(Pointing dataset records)
□ □ □
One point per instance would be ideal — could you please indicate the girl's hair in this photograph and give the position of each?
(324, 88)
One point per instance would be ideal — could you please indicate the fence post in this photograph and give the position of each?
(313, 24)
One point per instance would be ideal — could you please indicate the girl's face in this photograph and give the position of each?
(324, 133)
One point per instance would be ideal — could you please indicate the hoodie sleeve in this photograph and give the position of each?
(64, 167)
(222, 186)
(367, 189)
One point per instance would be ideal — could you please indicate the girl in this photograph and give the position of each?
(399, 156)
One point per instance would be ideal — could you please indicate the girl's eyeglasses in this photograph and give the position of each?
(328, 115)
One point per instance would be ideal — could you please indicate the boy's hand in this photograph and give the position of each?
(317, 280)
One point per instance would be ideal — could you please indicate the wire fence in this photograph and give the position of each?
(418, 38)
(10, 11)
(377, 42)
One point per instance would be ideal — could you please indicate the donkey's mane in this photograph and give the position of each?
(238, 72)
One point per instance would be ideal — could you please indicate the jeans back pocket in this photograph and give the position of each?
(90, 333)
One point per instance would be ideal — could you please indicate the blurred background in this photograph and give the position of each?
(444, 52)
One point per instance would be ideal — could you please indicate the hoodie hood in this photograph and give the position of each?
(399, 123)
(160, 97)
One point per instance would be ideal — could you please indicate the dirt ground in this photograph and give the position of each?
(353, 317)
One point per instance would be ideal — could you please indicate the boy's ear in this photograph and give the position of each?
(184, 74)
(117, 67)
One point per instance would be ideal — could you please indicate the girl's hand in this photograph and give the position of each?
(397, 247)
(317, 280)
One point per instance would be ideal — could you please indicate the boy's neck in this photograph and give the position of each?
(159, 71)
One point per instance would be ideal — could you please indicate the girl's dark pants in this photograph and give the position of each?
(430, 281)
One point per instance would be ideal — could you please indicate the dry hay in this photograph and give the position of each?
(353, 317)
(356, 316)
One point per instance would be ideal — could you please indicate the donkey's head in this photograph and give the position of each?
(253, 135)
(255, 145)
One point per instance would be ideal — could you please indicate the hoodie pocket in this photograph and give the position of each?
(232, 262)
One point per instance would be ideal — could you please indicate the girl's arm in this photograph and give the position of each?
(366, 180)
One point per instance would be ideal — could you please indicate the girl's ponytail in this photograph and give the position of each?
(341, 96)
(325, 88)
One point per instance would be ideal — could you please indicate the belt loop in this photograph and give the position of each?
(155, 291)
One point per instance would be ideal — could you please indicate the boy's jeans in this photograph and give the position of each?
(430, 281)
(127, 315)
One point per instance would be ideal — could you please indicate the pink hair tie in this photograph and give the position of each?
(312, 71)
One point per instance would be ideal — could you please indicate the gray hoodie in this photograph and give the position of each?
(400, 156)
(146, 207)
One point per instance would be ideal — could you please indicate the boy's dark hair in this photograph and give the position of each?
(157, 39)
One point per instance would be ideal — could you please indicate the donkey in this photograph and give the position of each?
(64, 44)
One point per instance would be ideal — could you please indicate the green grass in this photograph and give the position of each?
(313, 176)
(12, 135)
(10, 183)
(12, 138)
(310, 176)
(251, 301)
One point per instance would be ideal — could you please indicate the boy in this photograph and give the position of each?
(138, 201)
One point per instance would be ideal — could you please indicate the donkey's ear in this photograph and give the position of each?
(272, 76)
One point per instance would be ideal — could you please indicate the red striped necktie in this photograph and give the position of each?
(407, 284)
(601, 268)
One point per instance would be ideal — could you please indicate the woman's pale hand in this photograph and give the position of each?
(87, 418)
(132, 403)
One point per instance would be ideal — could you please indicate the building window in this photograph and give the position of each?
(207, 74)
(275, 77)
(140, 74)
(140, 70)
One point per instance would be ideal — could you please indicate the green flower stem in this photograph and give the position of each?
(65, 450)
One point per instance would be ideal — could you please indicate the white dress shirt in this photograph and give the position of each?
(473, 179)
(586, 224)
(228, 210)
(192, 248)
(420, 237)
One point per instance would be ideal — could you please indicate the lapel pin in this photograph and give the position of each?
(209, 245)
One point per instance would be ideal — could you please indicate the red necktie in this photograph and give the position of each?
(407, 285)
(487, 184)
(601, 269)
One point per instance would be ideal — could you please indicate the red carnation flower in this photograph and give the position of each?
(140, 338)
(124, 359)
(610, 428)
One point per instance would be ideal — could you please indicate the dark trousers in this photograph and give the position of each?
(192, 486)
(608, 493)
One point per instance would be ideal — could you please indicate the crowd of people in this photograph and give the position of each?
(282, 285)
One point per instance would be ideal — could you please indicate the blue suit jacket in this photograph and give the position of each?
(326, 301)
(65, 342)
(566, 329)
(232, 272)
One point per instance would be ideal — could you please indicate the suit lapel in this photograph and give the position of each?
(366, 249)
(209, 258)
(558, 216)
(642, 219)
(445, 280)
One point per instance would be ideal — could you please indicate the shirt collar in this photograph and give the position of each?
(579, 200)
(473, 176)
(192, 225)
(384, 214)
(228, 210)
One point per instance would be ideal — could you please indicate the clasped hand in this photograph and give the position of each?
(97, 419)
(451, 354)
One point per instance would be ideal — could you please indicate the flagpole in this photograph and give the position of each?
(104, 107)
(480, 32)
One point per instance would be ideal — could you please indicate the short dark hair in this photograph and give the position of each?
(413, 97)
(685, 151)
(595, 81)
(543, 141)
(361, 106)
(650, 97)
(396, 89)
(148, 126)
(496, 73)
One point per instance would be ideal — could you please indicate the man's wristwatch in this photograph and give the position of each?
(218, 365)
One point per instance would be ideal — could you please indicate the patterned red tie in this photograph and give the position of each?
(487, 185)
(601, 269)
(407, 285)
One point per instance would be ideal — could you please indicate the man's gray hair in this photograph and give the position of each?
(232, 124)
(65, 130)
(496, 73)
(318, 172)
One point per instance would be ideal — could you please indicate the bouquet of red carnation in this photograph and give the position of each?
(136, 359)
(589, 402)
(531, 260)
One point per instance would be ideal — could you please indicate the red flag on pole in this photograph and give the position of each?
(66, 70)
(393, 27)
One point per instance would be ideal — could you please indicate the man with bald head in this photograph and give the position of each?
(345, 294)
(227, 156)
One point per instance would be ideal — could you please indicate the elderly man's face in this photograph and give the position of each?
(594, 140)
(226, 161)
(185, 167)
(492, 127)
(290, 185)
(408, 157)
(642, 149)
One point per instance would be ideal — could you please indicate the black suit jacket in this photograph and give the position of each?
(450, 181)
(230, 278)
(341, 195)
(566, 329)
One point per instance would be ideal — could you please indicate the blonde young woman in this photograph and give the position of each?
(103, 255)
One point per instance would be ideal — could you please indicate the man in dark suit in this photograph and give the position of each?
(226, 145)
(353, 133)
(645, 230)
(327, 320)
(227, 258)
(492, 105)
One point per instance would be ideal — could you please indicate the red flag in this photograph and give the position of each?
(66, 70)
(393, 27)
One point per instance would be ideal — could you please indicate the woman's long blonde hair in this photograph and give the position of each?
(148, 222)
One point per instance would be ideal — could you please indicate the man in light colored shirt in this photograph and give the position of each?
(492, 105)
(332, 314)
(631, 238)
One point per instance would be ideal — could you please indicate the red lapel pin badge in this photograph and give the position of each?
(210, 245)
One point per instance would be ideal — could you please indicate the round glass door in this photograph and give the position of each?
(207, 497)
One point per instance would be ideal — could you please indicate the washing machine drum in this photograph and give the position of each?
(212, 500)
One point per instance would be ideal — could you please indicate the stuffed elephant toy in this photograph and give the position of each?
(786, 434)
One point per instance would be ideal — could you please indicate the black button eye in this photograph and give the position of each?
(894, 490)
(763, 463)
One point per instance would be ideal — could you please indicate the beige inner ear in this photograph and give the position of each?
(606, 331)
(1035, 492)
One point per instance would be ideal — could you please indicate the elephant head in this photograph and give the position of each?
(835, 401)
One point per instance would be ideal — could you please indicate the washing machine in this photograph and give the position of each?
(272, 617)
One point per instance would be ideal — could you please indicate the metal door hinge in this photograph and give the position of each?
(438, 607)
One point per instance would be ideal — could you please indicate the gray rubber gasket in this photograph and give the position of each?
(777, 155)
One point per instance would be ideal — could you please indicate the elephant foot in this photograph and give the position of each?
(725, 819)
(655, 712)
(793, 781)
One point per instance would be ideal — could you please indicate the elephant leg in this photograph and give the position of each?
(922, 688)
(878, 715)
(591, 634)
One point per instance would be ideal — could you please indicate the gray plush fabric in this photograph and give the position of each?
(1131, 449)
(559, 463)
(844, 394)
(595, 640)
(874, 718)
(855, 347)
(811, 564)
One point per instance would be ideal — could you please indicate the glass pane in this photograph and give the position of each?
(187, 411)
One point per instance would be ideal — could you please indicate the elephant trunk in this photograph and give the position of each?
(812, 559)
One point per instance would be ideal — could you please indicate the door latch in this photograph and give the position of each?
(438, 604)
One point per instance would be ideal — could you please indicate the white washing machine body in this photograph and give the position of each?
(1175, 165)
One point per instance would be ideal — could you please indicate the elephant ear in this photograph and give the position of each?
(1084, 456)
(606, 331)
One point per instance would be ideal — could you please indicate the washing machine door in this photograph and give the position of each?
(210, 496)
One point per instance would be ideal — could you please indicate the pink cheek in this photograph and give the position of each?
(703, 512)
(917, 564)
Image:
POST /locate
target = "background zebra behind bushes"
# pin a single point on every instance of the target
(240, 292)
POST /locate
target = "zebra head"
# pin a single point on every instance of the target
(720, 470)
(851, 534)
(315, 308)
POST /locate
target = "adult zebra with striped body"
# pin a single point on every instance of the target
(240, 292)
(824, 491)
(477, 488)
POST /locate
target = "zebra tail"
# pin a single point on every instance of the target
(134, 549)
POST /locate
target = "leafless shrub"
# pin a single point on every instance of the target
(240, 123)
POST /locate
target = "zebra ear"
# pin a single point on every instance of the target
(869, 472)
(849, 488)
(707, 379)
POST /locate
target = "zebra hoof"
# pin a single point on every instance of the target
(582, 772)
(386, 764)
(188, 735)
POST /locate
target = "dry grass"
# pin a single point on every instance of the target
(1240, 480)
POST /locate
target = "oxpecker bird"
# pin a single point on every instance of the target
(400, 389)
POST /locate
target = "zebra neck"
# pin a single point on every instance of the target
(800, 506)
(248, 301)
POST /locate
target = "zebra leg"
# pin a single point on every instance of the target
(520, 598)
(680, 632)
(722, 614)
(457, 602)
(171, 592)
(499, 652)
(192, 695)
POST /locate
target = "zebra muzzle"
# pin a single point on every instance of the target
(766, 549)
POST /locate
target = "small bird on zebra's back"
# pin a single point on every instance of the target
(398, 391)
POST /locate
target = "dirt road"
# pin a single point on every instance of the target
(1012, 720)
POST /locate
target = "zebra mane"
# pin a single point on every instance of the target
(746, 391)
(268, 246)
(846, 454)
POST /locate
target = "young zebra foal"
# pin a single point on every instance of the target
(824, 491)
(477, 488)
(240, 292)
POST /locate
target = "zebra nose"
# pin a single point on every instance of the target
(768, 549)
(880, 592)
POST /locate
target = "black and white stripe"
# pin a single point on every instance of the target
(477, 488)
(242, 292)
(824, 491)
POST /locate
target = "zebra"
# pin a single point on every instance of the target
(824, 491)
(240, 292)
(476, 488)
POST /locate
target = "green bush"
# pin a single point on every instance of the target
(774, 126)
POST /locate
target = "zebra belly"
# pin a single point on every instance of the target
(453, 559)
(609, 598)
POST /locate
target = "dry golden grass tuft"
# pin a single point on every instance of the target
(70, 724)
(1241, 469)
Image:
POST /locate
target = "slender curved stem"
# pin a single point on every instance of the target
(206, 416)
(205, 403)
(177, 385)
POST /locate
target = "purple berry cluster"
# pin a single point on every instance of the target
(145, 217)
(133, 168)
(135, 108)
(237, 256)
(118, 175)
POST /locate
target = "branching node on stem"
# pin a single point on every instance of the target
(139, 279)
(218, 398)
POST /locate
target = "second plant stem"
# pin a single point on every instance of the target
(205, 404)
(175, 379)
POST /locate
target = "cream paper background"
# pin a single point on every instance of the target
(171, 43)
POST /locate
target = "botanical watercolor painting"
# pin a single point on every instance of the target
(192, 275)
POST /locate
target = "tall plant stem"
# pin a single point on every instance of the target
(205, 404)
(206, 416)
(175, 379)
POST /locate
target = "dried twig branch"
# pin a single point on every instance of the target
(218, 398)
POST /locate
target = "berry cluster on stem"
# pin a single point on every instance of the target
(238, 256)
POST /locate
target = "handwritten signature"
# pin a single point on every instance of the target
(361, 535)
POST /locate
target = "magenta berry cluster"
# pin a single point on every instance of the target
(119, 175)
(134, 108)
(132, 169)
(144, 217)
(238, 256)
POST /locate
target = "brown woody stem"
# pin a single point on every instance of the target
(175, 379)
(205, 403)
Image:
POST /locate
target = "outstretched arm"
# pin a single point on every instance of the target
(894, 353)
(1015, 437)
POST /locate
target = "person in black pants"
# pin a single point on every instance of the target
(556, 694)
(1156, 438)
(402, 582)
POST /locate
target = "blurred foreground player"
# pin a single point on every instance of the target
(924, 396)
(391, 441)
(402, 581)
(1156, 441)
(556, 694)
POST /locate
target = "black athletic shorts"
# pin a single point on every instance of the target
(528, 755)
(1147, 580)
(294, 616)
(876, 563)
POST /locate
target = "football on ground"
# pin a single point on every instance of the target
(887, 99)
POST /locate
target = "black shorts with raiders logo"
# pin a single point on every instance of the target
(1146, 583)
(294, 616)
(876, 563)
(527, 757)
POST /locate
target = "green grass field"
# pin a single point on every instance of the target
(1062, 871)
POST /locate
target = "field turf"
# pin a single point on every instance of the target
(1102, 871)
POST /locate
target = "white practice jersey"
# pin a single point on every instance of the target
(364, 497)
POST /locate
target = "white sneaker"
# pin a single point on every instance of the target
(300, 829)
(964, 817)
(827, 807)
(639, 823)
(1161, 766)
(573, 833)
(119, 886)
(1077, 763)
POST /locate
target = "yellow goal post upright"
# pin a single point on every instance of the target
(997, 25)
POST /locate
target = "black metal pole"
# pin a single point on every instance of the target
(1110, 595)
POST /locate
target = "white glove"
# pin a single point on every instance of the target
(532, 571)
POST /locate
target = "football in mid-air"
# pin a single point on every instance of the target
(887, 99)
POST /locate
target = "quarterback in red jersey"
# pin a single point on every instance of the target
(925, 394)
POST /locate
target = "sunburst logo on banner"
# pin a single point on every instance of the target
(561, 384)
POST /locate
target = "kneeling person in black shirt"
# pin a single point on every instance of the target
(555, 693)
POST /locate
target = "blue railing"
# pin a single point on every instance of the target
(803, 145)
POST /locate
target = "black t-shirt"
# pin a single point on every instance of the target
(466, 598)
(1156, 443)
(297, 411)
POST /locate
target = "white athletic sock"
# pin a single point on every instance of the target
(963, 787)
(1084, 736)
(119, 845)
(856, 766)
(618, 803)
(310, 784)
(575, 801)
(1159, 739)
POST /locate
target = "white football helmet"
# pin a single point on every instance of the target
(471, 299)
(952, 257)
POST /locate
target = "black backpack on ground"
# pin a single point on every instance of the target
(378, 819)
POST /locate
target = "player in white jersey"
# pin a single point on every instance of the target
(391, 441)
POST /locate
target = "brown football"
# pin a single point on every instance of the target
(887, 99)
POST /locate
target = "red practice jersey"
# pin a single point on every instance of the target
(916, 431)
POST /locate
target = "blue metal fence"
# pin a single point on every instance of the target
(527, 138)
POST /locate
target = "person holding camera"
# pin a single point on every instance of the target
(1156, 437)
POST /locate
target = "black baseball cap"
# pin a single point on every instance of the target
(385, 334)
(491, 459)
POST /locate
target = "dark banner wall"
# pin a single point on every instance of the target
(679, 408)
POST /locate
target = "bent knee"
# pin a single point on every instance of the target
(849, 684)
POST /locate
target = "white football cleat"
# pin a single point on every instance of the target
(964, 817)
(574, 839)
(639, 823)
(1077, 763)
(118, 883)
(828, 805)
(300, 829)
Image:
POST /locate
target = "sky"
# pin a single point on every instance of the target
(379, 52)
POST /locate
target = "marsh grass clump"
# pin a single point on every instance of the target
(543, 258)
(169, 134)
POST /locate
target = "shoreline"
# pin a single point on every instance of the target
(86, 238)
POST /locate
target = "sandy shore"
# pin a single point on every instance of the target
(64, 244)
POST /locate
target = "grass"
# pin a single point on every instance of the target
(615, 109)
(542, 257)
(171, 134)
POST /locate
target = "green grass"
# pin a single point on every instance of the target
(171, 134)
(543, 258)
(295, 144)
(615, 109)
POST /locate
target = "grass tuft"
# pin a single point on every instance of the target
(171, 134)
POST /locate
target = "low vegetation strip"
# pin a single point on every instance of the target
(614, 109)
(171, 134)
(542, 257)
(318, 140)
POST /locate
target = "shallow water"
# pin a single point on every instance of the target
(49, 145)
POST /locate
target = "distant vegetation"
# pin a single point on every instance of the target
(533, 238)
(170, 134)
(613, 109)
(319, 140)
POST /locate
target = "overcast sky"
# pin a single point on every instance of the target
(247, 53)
□ □ □
* [Your goal] Collect every line in the data above that contains the word "shorts".

* [Response to this exercise]
target = "black athletic shorts"
target = "black shorts with raiders logo"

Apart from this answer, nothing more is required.